DESCRIPTION OF THE TASK »
Copy every entry word for word, but skip the pictures.

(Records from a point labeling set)
☆ ☆ ☆ ☆

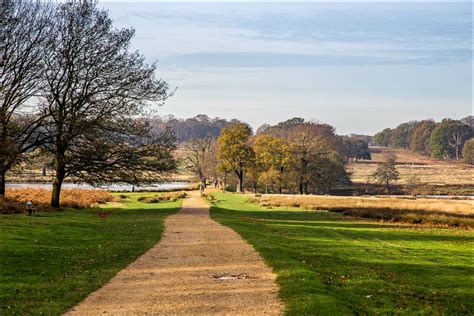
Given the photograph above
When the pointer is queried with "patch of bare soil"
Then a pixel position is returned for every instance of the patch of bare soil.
(198, 267)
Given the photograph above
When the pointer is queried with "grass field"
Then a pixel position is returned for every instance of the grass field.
(329, 264)
(427, 170)
(50, 262)
(457, 213)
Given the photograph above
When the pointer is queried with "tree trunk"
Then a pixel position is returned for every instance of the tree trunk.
(58, 182)
(240, 177)
(3, 181)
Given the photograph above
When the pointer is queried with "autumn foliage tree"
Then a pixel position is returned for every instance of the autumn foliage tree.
(386, 172)
(272, 157)
(235, 151)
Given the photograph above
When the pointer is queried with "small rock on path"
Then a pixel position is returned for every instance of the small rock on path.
(198, 267)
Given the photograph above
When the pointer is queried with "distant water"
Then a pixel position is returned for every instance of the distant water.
(112, 187)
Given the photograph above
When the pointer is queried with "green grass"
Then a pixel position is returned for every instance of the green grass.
(50, 262)
(328, 264)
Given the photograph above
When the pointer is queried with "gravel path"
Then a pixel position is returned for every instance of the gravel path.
(198, 267)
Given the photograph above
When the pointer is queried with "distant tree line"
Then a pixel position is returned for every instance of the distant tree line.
(71, 88)
(448, 139)
(198, 127)
(294, 156)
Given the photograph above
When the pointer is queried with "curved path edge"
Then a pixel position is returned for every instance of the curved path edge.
(198, 267)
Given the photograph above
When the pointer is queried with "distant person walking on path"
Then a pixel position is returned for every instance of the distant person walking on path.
(201, 187)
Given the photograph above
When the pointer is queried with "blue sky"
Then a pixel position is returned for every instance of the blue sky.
(357, 66)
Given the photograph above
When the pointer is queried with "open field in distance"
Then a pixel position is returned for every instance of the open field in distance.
(341, 265)
(394, 209)
(453, 176)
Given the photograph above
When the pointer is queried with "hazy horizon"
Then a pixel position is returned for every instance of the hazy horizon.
(360, 67)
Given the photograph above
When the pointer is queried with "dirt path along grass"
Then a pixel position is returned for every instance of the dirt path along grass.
(198, 267)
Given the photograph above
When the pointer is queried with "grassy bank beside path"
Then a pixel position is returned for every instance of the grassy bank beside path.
(50, 262)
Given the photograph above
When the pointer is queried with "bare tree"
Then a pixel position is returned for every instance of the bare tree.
(95, 85)
(197, 151)
(24, 33)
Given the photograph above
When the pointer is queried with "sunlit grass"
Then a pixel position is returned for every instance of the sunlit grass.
(328, 264)
(51, 261)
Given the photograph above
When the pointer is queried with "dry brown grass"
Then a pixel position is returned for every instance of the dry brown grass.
(75, 198)
(163, 197)
(427, 170)
(416, 211)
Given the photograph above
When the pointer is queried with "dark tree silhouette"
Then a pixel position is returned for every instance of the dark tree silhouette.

☆ ☆ ☆ ☆

RESULT OF THIS TASK »
Given the photograph above
When the pointer is queried with "patch of bare soil"
Then a pixel position is returned for every instance of the patch of bare soil.
(198, 267)
Given the photograph above
When the pointer is queried with "grass field"
Then a pixel position is returned for every instance of the grass field.
(329, 264)
(427, 170)
(50, 262)
(457, 213)
Given the photograph above
When the pointer is queried with "tree trunk"
Then a pixel position is returned for every instance of the tree trunk.
(58, 182)
(240, 177)
(3, 181)
Given the photograph above
When the pointer is queried with "autumn foliage tree"
Then a pixel position is returned for every instance of the autumn foliage tree.
(386, 172)
(272, 157)
(235, 151)
Given the photograph above
When the pointer is queried with "small rock on path"
Then a pixel position is returned for every instance of the small rock on path.
(198, 267)
Given the photograph above
When the pointer is queried with "distant water"
Then a pixel position is returned for every instance of the distant water.
(112, 187)
Given the photograph above
When the pointer is queried with "green grass"
Then a pixel position is returned for every instance of the green grass.
(50, 262)
(328, 264)
Given the photograph above
When the pointer is queried with "gravel path"
Then a pixel position is returned for every instance of the gravel path.
(198, 267)
Given the photograph above
When the pointer is queried with "distant tree line"
Then a pixel position is returned for every instance of the distant tree line.
(71, 88)
(448, 139)
(198, 127)
(294, 156)
Given the photograph above
When the pointer is queried with "curved path edge"
Then a pixel position is returned for every instance of the curved path edge.
(198, 267)
Given the photograph above
When the pointer is queried with "distant person walking on path"
Then a pixel position is returned for every instance of the distant person walking on path.
(201, 187)
Given the photograph above
When the pointer is queried with "blue sky"
Then a pixel position is returned for every instance of the blue sky.
(357, 66)
Given the photograph above
When the pointer is queried with "open field in distance"
Then a pixel position is returned for every instance of the open field in distance.
(341, 265)
(394, 209)
(453, 176)
Given the photograph above
When the pointer is queried with "hazy horizon"
Then a pixel position is returned for every instance of the hazy horizon.
(360, 67)
Given the photograph above
When the pointer is queried with "dirt path along grass"
Then a pixel position is returned for every instance of the dirt path along grass.
(198, 267)
Given the photograph above
When the pointer is queried with "grassy bank beside path"
Then a pixel position is returned for every instance of the grassy bank beside path.
(50, 262)
Given the photograph above
When the pointer is queried with "bare tree"
Then a pixel position is returned for every instance of the bare tree.
(95, 85)
(197, 151)
(24, 33)
Given the photograph above
When the pointer is queried with "sunlit grass"
Then a pixel position is returned for every instance of the sunlit grass.
(328, 264)
(51, 261)
Given the photograph above
When the pointer is queried with "dry brown grass"
Then a pixel position is returned for every instance of the dry brown grass.
(75, 198)
(163, 197)
(427, 170)
(416, 211)
Given the photograph above
When the pointer is queried with "dark tree silhouette"
Then a pixel position is returned for every instance of the dark tree silhouette.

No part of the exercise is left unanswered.